Task objective: Take the data that follows and retype it word for word.

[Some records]
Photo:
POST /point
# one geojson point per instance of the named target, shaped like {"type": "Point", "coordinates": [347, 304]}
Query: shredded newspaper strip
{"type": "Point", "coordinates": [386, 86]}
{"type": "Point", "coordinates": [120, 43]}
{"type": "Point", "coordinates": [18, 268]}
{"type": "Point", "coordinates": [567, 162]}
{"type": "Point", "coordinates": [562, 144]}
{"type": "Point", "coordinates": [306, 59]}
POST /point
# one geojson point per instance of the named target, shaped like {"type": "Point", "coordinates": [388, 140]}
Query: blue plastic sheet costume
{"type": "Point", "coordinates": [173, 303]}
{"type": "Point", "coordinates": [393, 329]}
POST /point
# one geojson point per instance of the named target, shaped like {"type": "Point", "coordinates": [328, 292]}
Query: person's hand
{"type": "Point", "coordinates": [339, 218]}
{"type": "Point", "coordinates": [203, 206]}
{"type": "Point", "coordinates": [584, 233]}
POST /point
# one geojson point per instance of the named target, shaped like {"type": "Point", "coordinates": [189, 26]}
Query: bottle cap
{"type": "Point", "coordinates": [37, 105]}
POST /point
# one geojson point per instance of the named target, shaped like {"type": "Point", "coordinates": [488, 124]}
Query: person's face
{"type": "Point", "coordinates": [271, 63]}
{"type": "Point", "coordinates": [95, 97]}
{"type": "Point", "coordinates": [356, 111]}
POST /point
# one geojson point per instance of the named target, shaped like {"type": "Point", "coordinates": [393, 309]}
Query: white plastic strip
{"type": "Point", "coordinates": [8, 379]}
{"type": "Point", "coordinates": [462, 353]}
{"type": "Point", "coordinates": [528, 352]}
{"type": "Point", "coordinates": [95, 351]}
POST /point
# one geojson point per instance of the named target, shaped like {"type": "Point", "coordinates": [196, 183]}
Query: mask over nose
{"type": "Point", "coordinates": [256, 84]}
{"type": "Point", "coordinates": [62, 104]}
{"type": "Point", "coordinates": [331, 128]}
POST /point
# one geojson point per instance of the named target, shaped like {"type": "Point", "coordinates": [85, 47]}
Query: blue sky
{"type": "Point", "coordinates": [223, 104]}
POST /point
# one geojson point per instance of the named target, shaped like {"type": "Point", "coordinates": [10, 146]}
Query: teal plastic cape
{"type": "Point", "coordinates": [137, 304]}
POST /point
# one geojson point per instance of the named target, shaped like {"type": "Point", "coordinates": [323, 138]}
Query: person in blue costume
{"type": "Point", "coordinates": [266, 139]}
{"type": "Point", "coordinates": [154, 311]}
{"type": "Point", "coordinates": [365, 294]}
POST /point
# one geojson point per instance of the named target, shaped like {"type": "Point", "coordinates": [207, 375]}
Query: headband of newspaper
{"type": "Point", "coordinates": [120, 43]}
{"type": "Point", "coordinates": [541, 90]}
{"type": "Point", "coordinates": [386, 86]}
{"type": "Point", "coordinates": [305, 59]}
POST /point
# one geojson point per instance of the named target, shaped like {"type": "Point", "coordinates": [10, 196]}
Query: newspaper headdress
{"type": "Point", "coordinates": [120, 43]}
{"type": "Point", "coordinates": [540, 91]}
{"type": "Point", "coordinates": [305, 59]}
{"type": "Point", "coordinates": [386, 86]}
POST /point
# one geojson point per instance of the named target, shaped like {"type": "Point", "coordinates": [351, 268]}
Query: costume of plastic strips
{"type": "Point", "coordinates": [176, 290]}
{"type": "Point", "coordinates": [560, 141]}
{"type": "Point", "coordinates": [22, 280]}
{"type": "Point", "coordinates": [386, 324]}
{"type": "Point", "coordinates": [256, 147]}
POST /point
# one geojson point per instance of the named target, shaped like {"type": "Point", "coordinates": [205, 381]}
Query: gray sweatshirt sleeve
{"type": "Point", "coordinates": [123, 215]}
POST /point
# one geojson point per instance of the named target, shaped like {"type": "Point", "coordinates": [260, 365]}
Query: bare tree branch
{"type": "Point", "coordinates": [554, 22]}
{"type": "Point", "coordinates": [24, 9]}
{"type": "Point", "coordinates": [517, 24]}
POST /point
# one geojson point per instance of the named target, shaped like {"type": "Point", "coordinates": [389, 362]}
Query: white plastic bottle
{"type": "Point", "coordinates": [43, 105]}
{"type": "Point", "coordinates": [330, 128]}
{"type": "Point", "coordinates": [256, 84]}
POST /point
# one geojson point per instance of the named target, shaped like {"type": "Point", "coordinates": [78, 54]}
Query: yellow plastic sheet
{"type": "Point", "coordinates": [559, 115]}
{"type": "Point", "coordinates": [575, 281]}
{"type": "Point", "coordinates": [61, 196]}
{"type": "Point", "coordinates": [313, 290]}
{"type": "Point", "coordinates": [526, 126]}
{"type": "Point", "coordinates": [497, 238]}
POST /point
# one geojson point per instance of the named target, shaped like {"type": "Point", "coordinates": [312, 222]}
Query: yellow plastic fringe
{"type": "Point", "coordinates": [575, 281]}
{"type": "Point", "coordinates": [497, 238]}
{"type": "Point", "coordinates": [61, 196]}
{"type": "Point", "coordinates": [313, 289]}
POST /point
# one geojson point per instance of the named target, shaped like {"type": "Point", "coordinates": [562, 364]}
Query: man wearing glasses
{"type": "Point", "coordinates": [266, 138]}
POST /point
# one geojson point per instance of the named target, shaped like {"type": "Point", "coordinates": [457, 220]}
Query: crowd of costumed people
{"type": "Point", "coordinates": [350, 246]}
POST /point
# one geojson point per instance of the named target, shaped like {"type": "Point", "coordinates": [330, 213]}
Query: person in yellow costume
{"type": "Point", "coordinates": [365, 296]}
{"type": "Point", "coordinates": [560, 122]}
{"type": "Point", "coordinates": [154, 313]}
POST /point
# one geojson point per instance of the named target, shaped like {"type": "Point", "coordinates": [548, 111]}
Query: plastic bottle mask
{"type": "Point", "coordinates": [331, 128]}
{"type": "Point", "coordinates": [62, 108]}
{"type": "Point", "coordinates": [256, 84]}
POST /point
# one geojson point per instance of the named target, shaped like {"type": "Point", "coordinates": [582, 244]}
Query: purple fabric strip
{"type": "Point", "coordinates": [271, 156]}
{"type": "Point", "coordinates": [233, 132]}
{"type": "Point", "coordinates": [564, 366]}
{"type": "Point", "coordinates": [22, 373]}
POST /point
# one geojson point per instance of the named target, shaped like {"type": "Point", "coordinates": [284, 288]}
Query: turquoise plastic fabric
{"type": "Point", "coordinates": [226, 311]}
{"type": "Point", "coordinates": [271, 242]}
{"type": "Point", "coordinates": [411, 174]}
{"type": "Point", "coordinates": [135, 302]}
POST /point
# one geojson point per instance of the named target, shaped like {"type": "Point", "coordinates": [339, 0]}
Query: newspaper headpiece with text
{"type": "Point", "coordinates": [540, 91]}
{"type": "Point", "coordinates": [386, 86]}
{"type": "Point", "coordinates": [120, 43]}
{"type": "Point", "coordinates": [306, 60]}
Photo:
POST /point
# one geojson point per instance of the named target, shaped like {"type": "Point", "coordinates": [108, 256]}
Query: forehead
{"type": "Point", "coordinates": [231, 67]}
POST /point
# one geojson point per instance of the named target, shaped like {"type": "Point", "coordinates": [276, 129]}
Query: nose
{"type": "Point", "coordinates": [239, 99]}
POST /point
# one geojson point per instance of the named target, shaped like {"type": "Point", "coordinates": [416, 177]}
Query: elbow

Written answer:
Photo:
POST /point
# one geojson point per instance of the named target, shaped like {"type": "Point", "coordinates": [347, 304]}
Query: shredded newspaper strip
{"type": "Point", "coordinates": [386, 86]}
{"type": "Point", "coordinates": [120, 43]}
{"type": "Point", "coordinates": [18, 268]}
{"type": "Point", "coordinates": [567, 162]}
{"type": "Point", "coordinates": [562, 144]}
{"type": "Point", "coordinates": [306, 59]}
POST /point
# one geojson point per instance of the named target, shaped like {"type": "Point", "coordinates": [388, 140]}
Query: blue plastic sheet costume
{"type": "Point", "coordinates": [173, 303]}
{"type": "Point", "coordinates": [393, 329]}
POST /point
# one geojson point per instance of the named target, shaped like {"type": "Point", "coordinates": [328, 292]}
Query: person's hand
{"type": "Point", "coordinates": [339, 218]}
{"type": "Point", "coordinates": [203, 206]}
{"type": "Point", "coordinates": [584, 233]}
POST /point
# one geojson point per instance of the named target, shaped like {"type": "Point", "coordinates": [189, 26]}
Query: bottle cap
{"type": "Point", "coordinates": [37, 105]}
POST /point
# one geojson point per instance of the named target, shaped like {"type": "Point", "coordinates": [488, 124]}
Query: person's face
{"type": "Point", "coordinates": [271, 63]}
{"type": "Point", "coordinates": [95, 97]}
{"type": "Point", "coordinates": [356, 111]}
POST /point
# one geojson point per instance of the named target, shaped like {"type": "Point", "coordinates": [393, 309]}
Query: white plastic strip
{"type": "Point", "coordinates": [8, 379]}
{"type": "Point", "coordinates": [462, 353]}
{"type": "Point", "coordinates": [528, 352]}
{"type": "Point", "coordinates": [95, 351]}
POST /point
# one geojson point per instance of the named target, shaped like {"type": "Point", "coordinates": [196, 183]}
Query: mask over nose
{"type": "Point", "coordinates": [256, 84]}
{"type": "Point", "coordinates": [62, 104]}
{"type": "Point", "coordinates": [331, 128]}
POST /point
# one geojson point per instance of the named target, shaped like {"type": "Point", "coordinates": [85, 47]}
Query: blue sky
{"type": "Point", "coordinates": [223, 104]}
POST /point
# one geojson point per instance of the named target, shaped like {"type": "Point", "coordinates": [10, 146]}
Query: teal plastic cape
{"type": "Point", "coordinates": [137, 304]}
POST /point
# one geojson point per instance of the named target, shaped like {"type": "Point", "coordinates": [323, 138]}
Query: person in blue costume
{"type": "Point", "coordinates": [266, 139]}
{"type": "Point", "coordinates": [154, 311]}
{"type": "Point", "coordinates": [365, 294]}
POST /point
# one geojson point per instance of the named target, shaped like {"type": "Point", "coordinates": [207, 375]}
Query: headband of newspaper
{"type": "Point", "coordinates": [120, 43]}
{"type": "Point", "coordinates": [541, 90]}
{"type": "Point", "coordinates": [386, 86]}
{"type": "Point", "coordinates": [305, 59]}
POST /point
# one geojson point per instance of the named target, shaped like {"type": "Point", "coordinates": [10, 196]}
Query: newspaper headdress
{"type": "Point", "coordinates": [120, 43]}
{"type": "Point", "coordinates": [540, 91]}
{"type": "Point", "coordinates": [305, 59]}
{"type": "Point", "coordinates": [386, 86]}
POST /point
# one geojson point per instance of the named target, shaped like {"type": "Point", "coordinates": [351, 268]}
Query: costume of plastic strips
{"type": "Point", "coordinates": [176, 290]}
{"type": "Point", "coordinates": [560, 141]}
{"type": "Point", "coordinates": [22, 280]}
{"type": "Point", "coordinates": [386, 324]}
{"type": "Point", "coordinates": [256, 147]}
POST /point
# one geojson point per instance of the named target, shaped like {"type": "Point", "coordinates": [205, 381]}
Query: gray sweatshirt sleeve
{"type": "Point", "coordinates": [123, 215]}
POST /point
# one geojson point per instance of the named target, shaped like {"type": "Point", "coordinates": [260, 365]}
Query: bare tree branch
{"type": "Point", "coordinates": [554, 22]}
{"type": "Point", "coordinates": [24, 9]}
{"type": "Point", "coordinates": [517, 24]}
POST /point
# one geojson point per instance of the named target, shaped like {"type": "Point", "coordinates": [389, 362]}
Query: white plastic bottle
{"type": "Point", "coordinates": [43, 105]}
{"type": "Point", "coordinates": [330, 128]}
{"type": "Point", "coordinates": [256, 84]}
POST /point
# one geojson point per instance of the named target, shaped like {"type": "Point", "coordinates": [78, 54]}
Query: yellow plastic sheet
{"type": "Point", "coordinates": [559, 115]}
{"type": "Point", "coordinates": [575, 281]}
{"type": "Point", "coordinates": [61, 196]}
{"type": "Point", "coordinates": [313, 290]}
{"type": "Point", "coordinates": [526, 126]}
{"type": "Point", "coordinates": [497, 238]}
POST /point
# one geojson point per instance of the named target, shaped like {"type": "Point", "coordinates": [312, 222]}
Query: yellow plastic fringe
{"type": "Point", "coordinates": [575, 281]}
{"type": "Point", "coordinates": [497, 238]}
{"type": "Point", "coordinates": [61, 196]}
{"type": "Point", "coordinates": [313, 289]}
POST /point
# one geojson point per instance of the named target, shaped like {"type": "Point", "coordinates": [562, 364]}
Query: man wearing glasses
{"type": "Point", "coordinates": [266, 138]}
POST /point
# one geojson point per instance of the named target, shaped like {"type": "Point", "coordinates": [457, 220]}
Query: crowd of costumed people
{"type": "Point", "coordinates": [350, 246]}
POST /point
# one geojson point per instance of the named target, shaped like {"type": "Point", "coordinates": [330, 213]}
Query: person in yellow costume
{"type": "Point", "coordinates": [365, 296]}
{"type": "Point", "coordinates": [560, 122]}
{"type": "Point", "coordinates": [154, 313]}
POST /point
# one geojson point per instance of the named target, shaped like {"type": "Point", "coordinates": [548, 111]}
Query: plastic bottle mask
{"type": "Point", "coordinates": [331, 128]}
{"type": "Point", "coordinates": [62, 108]}
{"type": "Point", "coordinates": [256, 84]}
POST /point
# one geojson point per instance of the named target, shaped like {"type": "Point", "coordinates": [582, 244]}
Query: purple fabric strip
{"type": "Point", "coordinates": [271, 156]}
{"type": "Point", "coordinates": [233, 132]}
{"type": "Point", "coordinates": [564, 366]}
{"type": "Point", "coordinates": [22, 373]}
POST /point
# one geojson point per instance of the named target, shaped like {"type": "Point", "coordinates": [284, 288]}
Query: turquoise plastic fabric
{"type": "Point", "coordinates": [226, 311]}
{"type": "Point", "coordinates": [271, 242]}
{"type": "Point", "coordinates": [411, 174]}
{"type": "Point", "coordinates": [135, 302]}
POST /point
# one geojson point per instance of the named target, shaped like {"type": "Point", "coordinates": [339, 0]}
Query: newspaper headpiece with text
{"type": "Point", "coordinates": [540, 91]}
{"type": "Point", "coordinates": [386, 86]}
{"type": "Point", "coordinates": [120, 43]}
{"type": "Point", "coordinates": [306, 60]}
Photo:
POST /point
# one geojson point per instance of the named target, shaped like {"type": "Point", "coordinates": [108, 256]}
Query: forehead
{"type": "Point", "coordinates": [231, 67]}
POST /point
# one geojson point per instance of the named target, shaped like {"type": "Point", "coordinates": [276, 129]}
Query: nose
{"type": "Point", "coordinates": [239, 99]}
POST /point
# one geojson point per instance of the named target, shaped like {"type": "Point", "coordinates": [416, 177]}
Query: elbow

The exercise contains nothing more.